# DIRECTIONS FOR THIS TASK
Which lines run from the one containing "of the surfboard" to the end of the listing? Copy them out exactly, leaving out the rest.

# INPUT RECORDS
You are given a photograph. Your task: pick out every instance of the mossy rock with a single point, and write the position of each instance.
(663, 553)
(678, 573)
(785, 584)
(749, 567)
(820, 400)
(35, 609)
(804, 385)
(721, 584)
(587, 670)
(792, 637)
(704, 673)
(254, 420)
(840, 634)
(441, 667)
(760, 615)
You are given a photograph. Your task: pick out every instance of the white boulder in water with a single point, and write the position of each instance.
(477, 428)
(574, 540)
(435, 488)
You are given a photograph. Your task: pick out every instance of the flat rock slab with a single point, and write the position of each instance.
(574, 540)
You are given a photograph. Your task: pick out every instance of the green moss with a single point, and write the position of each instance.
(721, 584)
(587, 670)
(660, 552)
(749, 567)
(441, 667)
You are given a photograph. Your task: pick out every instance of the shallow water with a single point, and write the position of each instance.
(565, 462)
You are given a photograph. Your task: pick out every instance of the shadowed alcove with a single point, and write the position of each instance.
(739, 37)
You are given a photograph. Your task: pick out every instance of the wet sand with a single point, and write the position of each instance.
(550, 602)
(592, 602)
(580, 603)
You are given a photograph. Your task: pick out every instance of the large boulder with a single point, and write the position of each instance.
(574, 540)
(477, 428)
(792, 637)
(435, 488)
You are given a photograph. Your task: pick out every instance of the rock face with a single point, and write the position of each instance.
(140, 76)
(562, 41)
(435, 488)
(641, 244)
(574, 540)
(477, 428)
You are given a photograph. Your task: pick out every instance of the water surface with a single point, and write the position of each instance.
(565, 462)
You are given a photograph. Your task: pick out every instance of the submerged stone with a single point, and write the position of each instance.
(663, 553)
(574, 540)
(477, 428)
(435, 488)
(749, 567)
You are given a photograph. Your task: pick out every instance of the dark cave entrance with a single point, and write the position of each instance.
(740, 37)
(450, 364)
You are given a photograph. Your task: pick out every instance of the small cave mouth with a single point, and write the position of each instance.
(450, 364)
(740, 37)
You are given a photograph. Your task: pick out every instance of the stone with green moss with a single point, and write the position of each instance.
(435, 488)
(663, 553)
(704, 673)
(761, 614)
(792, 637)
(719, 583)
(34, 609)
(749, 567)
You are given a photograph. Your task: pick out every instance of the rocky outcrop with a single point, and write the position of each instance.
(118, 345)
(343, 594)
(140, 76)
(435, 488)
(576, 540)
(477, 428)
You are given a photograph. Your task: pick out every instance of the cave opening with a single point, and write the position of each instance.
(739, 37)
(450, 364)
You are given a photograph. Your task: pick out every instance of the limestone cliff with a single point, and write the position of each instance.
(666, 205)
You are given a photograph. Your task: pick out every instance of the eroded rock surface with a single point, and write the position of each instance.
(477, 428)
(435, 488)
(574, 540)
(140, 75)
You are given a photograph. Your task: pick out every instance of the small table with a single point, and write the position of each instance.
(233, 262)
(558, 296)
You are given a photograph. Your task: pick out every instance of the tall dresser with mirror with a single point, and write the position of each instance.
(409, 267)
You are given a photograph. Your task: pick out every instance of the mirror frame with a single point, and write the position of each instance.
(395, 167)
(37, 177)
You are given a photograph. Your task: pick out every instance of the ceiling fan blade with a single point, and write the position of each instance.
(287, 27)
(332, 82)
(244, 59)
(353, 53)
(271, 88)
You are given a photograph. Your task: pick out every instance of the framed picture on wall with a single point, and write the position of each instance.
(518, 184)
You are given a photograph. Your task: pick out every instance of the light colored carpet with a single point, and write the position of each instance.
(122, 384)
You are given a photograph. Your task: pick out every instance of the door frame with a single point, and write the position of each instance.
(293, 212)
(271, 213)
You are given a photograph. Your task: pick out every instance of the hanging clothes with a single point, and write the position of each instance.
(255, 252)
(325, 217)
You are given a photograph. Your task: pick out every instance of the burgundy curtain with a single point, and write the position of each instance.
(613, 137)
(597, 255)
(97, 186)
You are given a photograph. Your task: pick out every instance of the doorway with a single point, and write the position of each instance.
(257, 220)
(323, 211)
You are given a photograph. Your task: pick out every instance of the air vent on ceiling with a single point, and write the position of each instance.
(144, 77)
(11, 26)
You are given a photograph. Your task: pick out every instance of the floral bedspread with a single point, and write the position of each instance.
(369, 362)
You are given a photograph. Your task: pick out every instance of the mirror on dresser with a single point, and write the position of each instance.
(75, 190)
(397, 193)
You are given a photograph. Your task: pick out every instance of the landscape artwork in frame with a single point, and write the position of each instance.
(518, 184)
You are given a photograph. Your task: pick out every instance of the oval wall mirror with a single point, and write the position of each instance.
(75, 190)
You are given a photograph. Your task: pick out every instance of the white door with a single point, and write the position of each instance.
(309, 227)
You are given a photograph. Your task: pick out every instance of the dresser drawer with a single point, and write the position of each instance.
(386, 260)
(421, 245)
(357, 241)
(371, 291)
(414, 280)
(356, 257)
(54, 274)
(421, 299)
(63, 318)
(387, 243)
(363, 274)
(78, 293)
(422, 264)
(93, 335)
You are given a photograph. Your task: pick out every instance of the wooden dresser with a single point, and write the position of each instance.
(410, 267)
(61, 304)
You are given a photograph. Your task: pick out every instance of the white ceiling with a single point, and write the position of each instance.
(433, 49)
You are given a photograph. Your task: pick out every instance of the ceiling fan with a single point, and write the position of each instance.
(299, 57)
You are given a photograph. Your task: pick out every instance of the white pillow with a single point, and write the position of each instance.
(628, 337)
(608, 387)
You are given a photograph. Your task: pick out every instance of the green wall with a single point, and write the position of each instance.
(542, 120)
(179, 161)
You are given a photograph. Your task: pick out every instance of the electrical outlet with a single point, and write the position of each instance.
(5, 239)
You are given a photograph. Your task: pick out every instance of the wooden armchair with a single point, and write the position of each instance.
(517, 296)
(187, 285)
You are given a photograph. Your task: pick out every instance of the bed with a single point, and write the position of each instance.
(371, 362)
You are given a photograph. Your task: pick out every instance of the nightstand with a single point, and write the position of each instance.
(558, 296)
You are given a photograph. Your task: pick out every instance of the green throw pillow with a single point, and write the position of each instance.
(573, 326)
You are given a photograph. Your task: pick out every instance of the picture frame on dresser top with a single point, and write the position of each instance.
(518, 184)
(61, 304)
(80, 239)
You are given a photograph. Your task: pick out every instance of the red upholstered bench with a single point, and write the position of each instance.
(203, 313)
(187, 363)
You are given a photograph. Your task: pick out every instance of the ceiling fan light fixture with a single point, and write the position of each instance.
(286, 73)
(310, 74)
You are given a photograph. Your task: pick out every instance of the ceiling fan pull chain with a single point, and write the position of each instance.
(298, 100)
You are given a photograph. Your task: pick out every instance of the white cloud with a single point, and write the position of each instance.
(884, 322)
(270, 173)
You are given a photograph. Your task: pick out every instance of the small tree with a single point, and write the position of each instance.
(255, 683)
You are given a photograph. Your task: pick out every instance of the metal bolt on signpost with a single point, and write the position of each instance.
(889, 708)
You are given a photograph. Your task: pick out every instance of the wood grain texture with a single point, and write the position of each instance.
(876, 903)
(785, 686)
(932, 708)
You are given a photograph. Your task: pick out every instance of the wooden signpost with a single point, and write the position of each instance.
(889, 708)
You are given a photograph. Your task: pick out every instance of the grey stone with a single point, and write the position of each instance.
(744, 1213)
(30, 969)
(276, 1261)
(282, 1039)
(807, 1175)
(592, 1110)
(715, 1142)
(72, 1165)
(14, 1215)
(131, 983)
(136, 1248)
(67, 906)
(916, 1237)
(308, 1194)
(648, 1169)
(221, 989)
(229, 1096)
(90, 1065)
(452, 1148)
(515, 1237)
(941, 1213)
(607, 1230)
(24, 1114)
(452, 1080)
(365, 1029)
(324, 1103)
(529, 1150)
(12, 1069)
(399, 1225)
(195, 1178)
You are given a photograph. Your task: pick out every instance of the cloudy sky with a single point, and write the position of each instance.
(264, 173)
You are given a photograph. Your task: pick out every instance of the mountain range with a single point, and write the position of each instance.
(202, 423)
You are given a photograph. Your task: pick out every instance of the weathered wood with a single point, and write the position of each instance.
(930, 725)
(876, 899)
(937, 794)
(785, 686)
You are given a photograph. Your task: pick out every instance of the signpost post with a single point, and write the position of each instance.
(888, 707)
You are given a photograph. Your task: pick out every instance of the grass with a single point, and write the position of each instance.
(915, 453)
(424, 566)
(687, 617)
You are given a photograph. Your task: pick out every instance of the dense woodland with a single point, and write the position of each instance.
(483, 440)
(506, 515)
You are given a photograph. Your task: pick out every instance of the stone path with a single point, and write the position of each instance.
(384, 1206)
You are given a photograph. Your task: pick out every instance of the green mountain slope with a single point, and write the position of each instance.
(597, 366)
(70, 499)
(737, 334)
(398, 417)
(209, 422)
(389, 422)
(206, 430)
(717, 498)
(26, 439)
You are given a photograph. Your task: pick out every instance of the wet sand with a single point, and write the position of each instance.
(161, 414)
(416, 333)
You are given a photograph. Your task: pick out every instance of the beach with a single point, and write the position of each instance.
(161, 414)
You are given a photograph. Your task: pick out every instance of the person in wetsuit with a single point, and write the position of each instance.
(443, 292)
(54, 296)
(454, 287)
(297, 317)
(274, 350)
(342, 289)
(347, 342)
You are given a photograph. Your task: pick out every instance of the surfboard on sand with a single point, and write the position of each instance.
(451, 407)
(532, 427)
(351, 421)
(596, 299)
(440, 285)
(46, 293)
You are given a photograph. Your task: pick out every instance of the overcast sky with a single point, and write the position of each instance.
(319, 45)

# RESULT
You are given a photograph. Your task: pick out every instance of the surfboard on sand with a single point, and write the position of each instance.
(451, 407)
(532, 427)
(351, 421)
(596, 299)
(440, 285)
(46, 293)
You are given a photograph. Your task: pick out every instance of the overcast sky with a single point, and write the position of each instance.
(319, 45)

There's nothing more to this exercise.